* [What needs to be done]: What follows is a set of records; restate each one word for word and drop the pictures.

Rows from a pointing dataset:

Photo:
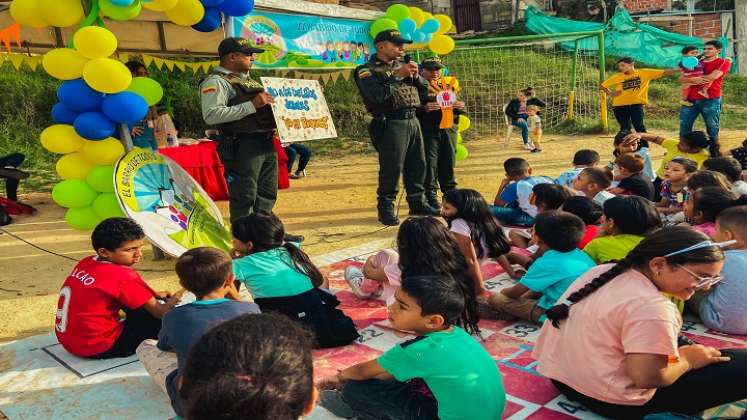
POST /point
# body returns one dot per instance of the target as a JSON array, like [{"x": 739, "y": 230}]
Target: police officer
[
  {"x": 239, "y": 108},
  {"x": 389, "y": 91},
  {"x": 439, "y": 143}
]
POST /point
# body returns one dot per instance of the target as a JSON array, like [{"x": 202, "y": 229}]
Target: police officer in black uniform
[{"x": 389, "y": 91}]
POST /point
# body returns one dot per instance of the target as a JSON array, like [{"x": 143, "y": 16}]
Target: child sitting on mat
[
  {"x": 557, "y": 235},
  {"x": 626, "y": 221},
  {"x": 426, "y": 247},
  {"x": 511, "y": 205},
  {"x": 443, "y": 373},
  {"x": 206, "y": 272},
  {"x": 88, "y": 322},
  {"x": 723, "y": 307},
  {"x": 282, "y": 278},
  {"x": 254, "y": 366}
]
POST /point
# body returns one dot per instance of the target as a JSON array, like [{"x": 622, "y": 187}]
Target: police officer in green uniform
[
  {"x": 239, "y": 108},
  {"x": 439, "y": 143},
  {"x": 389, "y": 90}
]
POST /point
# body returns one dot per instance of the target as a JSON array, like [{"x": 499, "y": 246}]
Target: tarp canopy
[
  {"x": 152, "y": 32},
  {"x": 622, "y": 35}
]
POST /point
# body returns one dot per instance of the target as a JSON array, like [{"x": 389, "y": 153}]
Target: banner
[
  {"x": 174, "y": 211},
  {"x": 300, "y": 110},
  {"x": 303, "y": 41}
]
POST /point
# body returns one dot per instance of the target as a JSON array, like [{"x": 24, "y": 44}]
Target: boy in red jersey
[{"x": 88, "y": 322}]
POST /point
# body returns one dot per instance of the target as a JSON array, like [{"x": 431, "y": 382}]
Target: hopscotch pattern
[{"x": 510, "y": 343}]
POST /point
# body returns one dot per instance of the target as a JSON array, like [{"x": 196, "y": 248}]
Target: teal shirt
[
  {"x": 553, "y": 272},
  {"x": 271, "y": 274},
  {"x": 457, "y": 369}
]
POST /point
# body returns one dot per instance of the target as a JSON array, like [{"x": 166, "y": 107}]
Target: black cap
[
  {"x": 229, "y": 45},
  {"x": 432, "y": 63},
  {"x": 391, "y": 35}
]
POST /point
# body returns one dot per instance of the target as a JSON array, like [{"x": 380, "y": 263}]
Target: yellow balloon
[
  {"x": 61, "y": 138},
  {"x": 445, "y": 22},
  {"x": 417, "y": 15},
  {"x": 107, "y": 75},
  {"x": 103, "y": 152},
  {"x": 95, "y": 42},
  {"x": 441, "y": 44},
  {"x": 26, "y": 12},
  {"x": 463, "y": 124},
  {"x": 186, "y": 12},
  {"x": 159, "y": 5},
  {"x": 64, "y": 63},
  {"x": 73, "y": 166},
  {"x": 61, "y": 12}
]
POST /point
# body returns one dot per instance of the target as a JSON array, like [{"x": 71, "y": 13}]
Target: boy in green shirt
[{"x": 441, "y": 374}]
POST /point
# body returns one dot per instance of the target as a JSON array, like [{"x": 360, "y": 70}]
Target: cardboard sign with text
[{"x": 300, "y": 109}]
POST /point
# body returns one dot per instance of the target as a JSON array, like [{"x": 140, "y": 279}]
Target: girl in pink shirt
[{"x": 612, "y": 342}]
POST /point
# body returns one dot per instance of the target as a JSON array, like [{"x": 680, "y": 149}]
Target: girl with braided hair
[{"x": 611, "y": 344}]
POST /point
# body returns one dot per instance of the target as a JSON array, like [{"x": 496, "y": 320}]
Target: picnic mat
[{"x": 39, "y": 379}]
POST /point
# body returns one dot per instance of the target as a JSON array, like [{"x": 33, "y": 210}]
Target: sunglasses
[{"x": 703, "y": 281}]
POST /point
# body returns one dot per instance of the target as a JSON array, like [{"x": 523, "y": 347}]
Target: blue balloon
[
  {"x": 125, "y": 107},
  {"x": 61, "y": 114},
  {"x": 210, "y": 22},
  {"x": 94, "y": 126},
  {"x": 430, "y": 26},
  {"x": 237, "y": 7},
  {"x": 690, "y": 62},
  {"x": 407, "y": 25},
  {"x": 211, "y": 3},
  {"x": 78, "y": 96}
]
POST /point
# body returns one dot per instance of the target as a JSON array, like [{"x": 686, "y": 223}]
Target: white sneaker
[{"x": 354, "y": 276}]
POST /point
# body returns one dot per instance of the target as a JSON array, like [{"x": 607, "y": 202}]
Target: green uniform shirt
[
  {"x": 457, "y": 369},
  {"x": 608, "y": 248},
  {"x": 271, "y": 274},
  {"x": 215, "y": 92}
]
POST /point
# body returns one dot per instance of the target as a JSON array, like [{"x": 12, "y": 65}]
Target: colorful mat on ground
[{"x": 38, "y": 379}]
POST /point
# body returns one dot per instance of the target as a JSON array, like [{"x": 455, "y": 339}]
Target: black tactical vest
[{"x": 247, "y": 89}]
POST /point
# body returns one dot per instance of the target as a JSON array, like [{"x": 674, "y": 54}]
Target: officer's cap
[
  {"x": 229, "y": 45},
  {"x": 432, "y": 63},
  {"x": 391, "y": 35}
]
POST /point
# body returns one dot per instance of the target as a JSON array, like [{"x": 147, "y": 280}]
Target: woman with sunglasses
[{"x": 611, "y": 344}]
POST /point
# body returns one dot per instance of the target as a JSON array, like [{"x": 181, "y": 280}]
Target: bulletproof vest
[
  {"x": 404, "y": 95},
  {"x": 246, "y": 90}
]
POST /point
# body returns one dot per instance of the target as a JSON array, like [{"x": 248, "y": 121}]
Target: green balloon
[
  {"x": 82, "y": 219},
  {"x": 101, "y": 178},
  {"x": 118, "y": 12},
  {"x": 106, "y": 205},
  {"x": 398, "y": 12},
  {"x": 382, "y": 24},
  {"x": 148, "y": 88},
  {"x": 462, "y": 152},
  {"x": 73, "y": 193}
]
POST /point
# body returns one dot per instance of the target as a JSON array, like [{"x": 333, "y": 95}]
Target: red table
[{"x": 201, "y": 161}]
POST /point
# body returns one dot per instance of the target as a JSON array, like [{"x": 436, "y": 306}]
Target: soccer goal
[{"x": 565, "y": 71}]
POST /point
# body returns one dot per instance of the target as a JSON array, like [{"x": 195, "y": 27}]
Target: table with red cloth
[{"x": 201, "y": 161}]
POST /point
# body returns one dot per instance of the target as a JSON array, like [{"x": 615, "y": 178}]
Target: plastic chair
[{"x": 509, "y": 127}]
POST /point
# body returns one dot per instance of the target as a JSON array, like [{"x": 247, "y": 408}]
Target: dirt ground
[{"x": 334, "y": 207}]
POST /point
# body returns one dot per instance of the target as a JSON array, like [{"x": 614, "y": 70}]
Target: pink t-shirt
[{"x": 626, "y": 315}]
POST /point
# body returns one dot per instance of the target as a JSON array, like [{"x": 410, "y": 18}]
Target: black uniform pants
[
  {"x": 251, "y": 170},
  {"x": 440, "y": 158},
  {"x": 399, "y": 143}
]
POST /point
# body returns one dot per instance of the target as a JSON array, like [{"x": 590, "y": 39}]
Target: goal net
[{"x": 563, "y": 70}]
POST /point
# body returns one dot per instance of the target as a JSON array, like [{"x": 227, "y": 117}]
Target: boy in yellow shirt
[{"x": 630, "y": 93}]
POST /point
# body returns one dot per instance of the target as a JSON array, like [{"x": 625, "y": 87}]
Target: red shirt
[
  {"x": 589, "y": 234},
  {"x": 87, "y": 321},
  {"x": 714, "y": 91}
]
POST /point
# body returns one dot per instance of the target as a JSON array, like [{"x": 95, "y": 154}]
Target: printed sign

* [Task answer]:
Photo:
POST /point
# body returns one dot per instance of the target as a JSON array, like [{"x": 739, "y": 230}]
Target: police officer
[
  {"x": 239, "y": 108},
  {"x": 389, "y": 91},
  {"x": 439, "y": 143}
]
POST /point
# body returns one dot per instance of the target as a JSON array, like [{"x": 202, "y": 229}]
Target: police officer in black uniform
[{"x": 389, "y": 91}]
POST /point
# body returns one dot per instance of the target as a JSON array, like [{"x": 143, "y": 16}]
Target: child sitting on mat
[
  {"x": 557, "y": 235},
  {"x": 626, "y": 221},
  {"x": 426, "y": 247},
  {"x": 511, "y": 205},
  {"x": 443, "y": 373},
  {"x": 206, "y": 272},
  {"x": 88, "y": 322},
  {"x": 723, "y": 307},
  {"x": 282, "y": 278},
  {"x": 254, "y": 366}
]
POST /point
# body returns one dot per instance of the target as a JSON array, like [{"x": 622, "y": 187}]
Target: police officer in green uniform
[
  {"x": 239, "y": 108},
  {"x": 439, "y": 143},
  {"x": 389, "y": 90}
]
POST /point
# body returns one dot per instance of the target as a JSON array, like [{"x": 499, "y": 246}]
Target: tarp canopy
[
  {"x": 152, "y": 32},
  {"x": 622, "y": 35}
]
POST /point
# body returns one dot per instance of the target as a JSON array, like [{"x": 389, "y": 153}]
Target: banner
[
  {"x": 174, "y": 211},
  {"x": 300, "y": 110},
  {"x": 303, "y": 41}
]
POST /point
# body returns one dot per instance of the target as a JSON array, like [{"x": 24, "y": 44}]
Target: boy in red jersey
[{"x": 88, "y": 322}]
POST /point
# body returns one dot per instance of the target as a JSON array, like [{"x": 431, "y": 382}]
Target: hopscotch pattern
[{"x": 510, "y": 343}]
POST /point
# body returns one dot per instance of the target as a JSON array, like [{"x": 196, "y": 248}]
Target: teal shirt
[
  {"x": 553, "y": 272},
  {"x": 271, "y": 274},
  {"x": 457, "y": 369}
]
POST /point
# body returns one dot per instance of the target as a JSON array, like [{"x": 166, "y": 107}]
Target: black cap
[
  {"x": 229, "y": 45},
  {"x": 432, "y": 63},
  {"x": 391, "y": 35}
]
POST /point
# body returns one dot per instance of the target as a JSON array, like [{"x": 380, "y": 263}]
Target: yellow balloon
[
  {"x": 61, "y": 138},
  {"x": 445, "y": 22},
  {"x": 417, "y": 15},
  {"x": 107, "y": 75},
  {"x": 103, "y": 152},
  {"x": 95, "y": 42},
  {"x": 441, "y": 44},
  {"x": 26, "y": 12},
  {"x": 463, "y": 124},
  {"x": 186, "y": 12},
  {"x": 159, "y": 5},
  {"x": 64, "y": 63},
  {"x": 73, "y": 166},
  {"x": 61, "y": 12}
]
POST /point
# body returns one dot per instance of the target as a JSON array, like [{"x": 71, "y": 13}]
Target: boy in green shirt
[{"x": 441, "y": 374}]
POST /point
# body returns one dot per instance of the target as a JSON array, like [{"x": 360, "y": 70}]
Target: cardboard sign with text
[{"x": 300, "y": 109}]
POST /point
# body returns one dot per instance of the target as a JSON array, like [{"x": 140, "y": 279}]
Target: girl in pink shirt
[{"x": 612, "y": 342}]
POST /point
# body returns one dot per instance of the target as a JSON array, like [{"x": 680, "y": 149}]
Target: girl with braided hair
[{"x": 611, "y": 344}]
POST /point
# body returns one dot per instance of the target as a JSON array, like [{"x": 496, "y": 320}]
Target: picnic mat
[{"x": 39, "y": 379}]
POST /point
# body returns one dot per instance of the target as a JSON array, like [{"x": 33, "y": 210}]
Target: sunglasses
[{"x": 703, "y": 281}]
POST /point
# body returns one dot per instance of the target as a JSON array, like [{"x": 523, "y": 347}]
Target: blue balloon
[
  {"x": 125, "y": 107},
  {"x": 61, "y": 114},
  {"x": 210, "y": 22},
  {"x": 94, "y": 126},
  {"x": 430, "y": 26},
  {"x": 237, "y": 7},
  {"x": 690, "y": 62},
  {"x": 407, "y": 25},
  {"x": 211, "y": 3},
  {"x": 78, "y": 96}
]
POST /point
# body returns one dot per instance of the target as a JSON array, like [{"x": 686, "y": 223}]
Target: white sneaker
[{"x": 354, "y": 276}]
POST /point
# body returns one dot per instance of the target as a JSON array, like [{"x": 607, "y": 202}]
Target: green uniform shirt
[
  {"x": 457, "y": 369},
  {"x": 608, "y": 248},
  {"x": 271, "y": 274},
  {"x": 215, "y": 92}
]
POST /point
# body returns one dot per instance of the target as a JSON array, like [{"x": 12, "y": 65}]
Target: colorful mat on ground
[{"x": 38, "y": 379}]
POST /point
# body returns one dot per instance of the target as a JSON array, like [{"x": 455, "y": 339}]
Target: black tactical vest
[{"x": 247, "y": 89}]
POST /point
# body returns one dot per instance of the target as a JSON array, like [{"x": 674, "y": 54}]
Target: officer's cap
[
  {"x": 229, "y": 45},
  {"x": 432, "y": 63},
  {"x": 391, "y": 35}
]
POST /point
# body returns one dot per instance of the target as a JSON array, like [{"x": 147, "y": 280}]
Target: woman with sunglasses
[{"x": 611, "y": 344}]
POST /point
# body returns one dot per instance of the target as a JSON array, like [{"x": 181, "y": 280}]
Target: bulletproof vest
[
  {"x": 404, "y": 95},
  {"x": 246, "y": 90}
]
POST /point
# body returns one dot per instance of the target as a JSON array, like [{"x": 248, "y": 121}]
Target: green balloon
[
  {"x": 82, "y": 219},
  {"x": 101, "y": 178},
  {"x": 118, "y": 12},
  {"x": 106, "y": 205},
  {"x": 398, "y": 12},
  {"x": 382, "y": 24},
  {"x": 148, "y": 88},
  {"x": 462, "y": 152},
  {"x": 73, "y": 193}
]
POST /point
# body returns one dot per instance of the target as a JSON array, like [{"x": 333, "y": 95}]
Target: red table
[{"x": 201, "y": 161}]
POST /point
# body returns one dot per instance of the target as a JSON array, like [{"x": 436, "y": 306}]
Target: soccer goal
[{"x": 565, "y": 71}]
POST /point
# body returns one dot per instance of the target as a JSON array, like [{"x": 195, "y": 27}]
Target: table with red cloth
[{"x": 201, "y": 161}]
POST /point
# body returns one dot per instance of the target as a JSON array, like [{"x": 615, "y": 178}]
Target: plastic chair
[{"x": 509, "y": 127}]
POST /point
# body returns one dot per instance of the target as a JSON array, like [{"x": 247, "y": 408}]
Target: dirt ground
[{"x": 334, "y": 207}]
POST /point
# body returns one dot per instance of the target as a JSON array, like [{"x": 614, "y": 70}]
Target: pink t-shirt
[{"x": 626, "y": 315}]
POST /point
# body returns one dot per instance of the target as a JSON array, like [{"x": 410, "y": 18}]
Target: black uniform pants
[
  {"x": 251, "y": 170},
  {"x": 440, "y": 158},
  {"x": 399, "y": 143}
]
POST /point
# body returns one dot per instance of the target as a JSON array, like [{"x": 590, "y": 39}]
Target: goal net
[{"x": 563, "y": 70}]
POST /point
# body returns one dot per instance of the target as a JSON array, like [{"x": 227, "y": 117}]
Target: boy in yellow shirt
[{"x": 630, "y": 93}]
POST /point
# body returns one dot per instance of the target as a JSON array, like [{"x": 625, "y": 87}]
Target: red shirt
[
  {"x": 589, "y": 234},
  {"x": 87, "y": 321},
  {"x": 714, "y": 91}
]
POST /point
# body returns one dot per instance of the target as a JSON array, like [{"x": 95, "y": 154}]
Target: printed sign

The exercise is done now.